[AIM] Restate each of the lines given below, word for word.
----- MATERIAL SUPPLIED
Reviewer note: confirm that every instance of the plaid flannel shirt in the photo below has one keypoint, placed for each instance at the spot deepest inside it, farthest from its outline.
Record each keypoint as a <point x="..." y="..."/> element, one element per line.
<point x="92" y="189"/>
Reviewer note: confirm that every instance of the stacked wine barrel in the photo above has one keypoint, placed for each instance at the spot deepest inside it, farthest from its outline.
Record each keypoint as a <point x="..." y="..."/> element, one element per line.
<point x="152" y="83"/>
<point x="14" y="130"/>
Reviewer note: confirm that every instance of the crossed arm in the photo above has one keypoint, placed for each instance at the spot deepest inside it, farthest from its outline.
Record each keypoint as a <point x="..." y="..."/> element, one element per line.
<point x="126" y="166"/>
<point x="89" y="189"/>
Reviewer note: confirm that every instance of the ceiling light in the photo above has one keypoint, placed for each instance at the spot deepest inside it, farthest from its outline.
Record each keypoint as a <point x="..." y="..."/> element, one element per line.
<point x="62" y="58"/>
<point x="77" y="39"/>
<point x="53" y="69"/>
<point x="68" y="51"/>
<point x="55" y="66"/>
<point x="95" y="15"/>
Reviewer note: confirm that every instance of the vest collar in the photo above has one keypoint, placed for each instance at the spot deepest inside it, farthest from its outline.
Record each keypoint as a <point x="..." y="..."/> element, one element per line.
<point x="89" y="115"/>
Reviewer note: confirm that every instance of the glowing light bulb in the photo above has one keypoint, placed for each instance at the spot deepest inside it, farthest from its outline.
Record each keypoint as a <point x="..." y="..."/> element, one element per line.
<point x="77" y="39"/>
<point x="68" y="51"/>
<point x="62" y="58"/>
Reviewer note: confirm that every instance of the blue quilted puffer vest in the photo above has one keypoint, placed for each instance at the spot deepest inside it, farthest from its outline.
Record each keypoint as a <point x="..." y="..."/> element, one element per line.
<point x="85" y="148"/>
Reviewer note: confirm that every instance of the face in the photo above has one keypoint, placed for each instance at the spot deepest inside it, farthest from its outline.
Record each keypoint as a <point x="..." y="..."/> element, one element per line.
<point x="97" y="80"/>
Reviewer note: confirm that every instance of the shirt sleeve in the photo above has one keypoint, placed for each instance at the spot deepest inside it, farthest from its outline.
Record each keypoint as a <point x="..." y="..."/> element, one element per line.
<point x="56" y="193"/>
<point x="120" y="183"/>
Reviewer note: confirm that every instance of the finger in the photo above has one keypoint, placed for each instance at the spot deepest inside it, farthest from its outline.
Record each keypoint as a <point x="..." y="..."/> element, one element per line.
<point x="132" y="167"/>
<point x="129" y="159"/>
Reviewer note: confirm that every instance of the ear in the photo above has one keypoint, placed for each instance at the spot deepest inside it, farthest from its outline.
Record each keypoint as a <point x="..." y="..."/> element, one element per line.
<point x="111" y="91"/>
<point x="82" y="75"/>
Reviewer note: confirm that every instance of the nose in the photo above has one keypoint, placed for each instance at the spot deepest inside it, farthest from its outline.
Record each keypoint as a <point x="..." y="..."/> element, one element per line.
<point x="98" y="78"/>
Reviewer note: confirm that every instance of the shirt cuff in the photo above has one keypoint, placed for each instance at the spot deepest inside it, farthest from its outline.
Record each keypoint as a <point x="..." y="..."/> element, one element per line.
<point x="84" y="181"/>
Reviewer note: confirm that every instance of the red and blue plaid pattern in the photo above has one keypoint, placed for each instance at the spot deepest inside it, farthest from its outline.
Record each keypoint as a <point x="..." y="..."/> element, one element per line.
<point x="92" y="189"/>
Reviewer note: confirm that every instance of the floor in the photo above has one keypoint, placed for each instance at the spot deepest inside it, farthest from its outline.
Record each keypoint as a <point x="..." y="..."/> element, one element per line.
----------
[OUTPUT FOR THIS EXERCISE]
Reviewer note: confirm that every instance of the plaid flannel shirt in the photo below has one keypoint, placed for each instance at the spot deepest inside it, farthest from its outline.
Record each keypoint as a <point x="..." y="..."/> element, one element per line.
<point x="92" y="189"/>
Reviewer note: confirm that every instance of the stacked wine barrel in the photo above has one keypoint, placed for each instance at the spot deepest inside it, farthest from its outline.
Record each keypoint as a <point x="..." y="..."/> element, one element per line.
<point x="152" y="83"/>
<point x="14" y="130"/>
Reviewer note: confirm that every instance of the crossed arm in the photo above has one keypoint, placed for each instance at the spot deepest inside it, farthest from its outline.
Record each keypoint as a <point x="..." y="..."/> element, one element per line.
<point x="126" y="166"/>
<point x="89" y="189"/>
Reviewer note: confirm that every instance of the ceiling light in the photo above has one keypoint, placed for each instance at the spot deepest inside it, farthest from its outline.
Record each keypoint as a <point x="..." y="..."/> element, one element per line.
<point x="62" y="58"/>
<point x="77" y="39"/>
<point x="53" y="69"/>
<point x="68" y="51"/>
<point x="55" y="66"/>
<point x="95" y="15"/>
Reviewer note: confirm that every instance of the vest collar in the photo above has one keypoint, placed for each instance at the spot deepest inside it, farthest from its outline.
Record each keypoint as a <point x="..." y="..."/> element, one element per line.
<point x="89" y="115"/>
Reviewer note: confirm that every instance of the glowing light bulb in the photo above has one keypoint, placed for each instance at the spot deepest inside it, farthest from its outline.
Record each keypoint as a <point x="..." y="..."/> element, one element per line.
<point x="77" y="39"/>
<point x="68" y="51"/>
<point x="62" y="58"/>
Reviewer note: confirm that every instance of the blue quilted puffer vest in the photo above has one keypoint, placed for each instance at the spot deepest inside it, farthest from its outline.
Record each keypoint as a <point x="..." y="..."/> element, one element per line.
<point x="85" y="148"/>
Reviewer note: confirm that every instance of the face in the photo above has one keypoint, placed for each instance at the spot deepest inside it, farthest from its outline.
Record each keypoint as a <point x="..." y="..."/> element, one element per line.
<point x="97" y="80"/>
Reviewer note: confirm that every instance of the shirt sleeve in the photo above has one keypoint, placed for each instance at the spot deepest inside it, farthest from its outline.
Record each keypoint as a <point x="..." y="..."/> element, one element per line.
<point x="56" y="193"/>
<point x="120" y="183"/>
Reviewer note: confirm that every instance of the finger in the photo above has one keypoint, placed for each instance at the spot deepest inside it, farthest from its outline.
Record each keypoint as a <point x="..." y="..."/> element, one element per line.
<point x="132" y="167"/>
<point x="129" y="159"/>
Reviewer note: confirm that every instance of the ear in the photo above has one keypoint, placed for each instance at the spot deepest inside it, farthest from its outline.
Record each keypoint as a <point x="..." y="..."/> element, one element per line.
<point x="111" y="91"/>
<point x="82" y="75"/>
Reviewer note: confirm that every instance of the nose in the photo above has one keypoint, placed for each instance at the spot deepest inside it, farthest from its outline.
Record each keypoint as a <point x="..." y="..."/> element, one element per line.
<point x="98" y="78"/>
Reviewer note: confirm that every instance of the shirt cuff in the photo above has one keypoint, placed for each instance at the spot deepest inside it, farthest from its outline.
Record each keypoint as a <point x="..." y="..."/> element, one element per line.
<point x="84" y="181"/>
Reviewer note: confirm that every instance of the red and blue plaid pattern in the photo above has one keypoint, placed for each instance at the spot deepest inside it, farthest from its outline.
Record each keypoint as a <point x="..." y="..."/> element, one element per line.
<point x="92" y="189"/>
Reviewer note: confirm that every instance of the floor in the photo above has one keypoint, placed for each instance at the spot deepest inside it, farthest from its outline.
Record each keypoint as a <point x="..." y="..."/> element, one element per line.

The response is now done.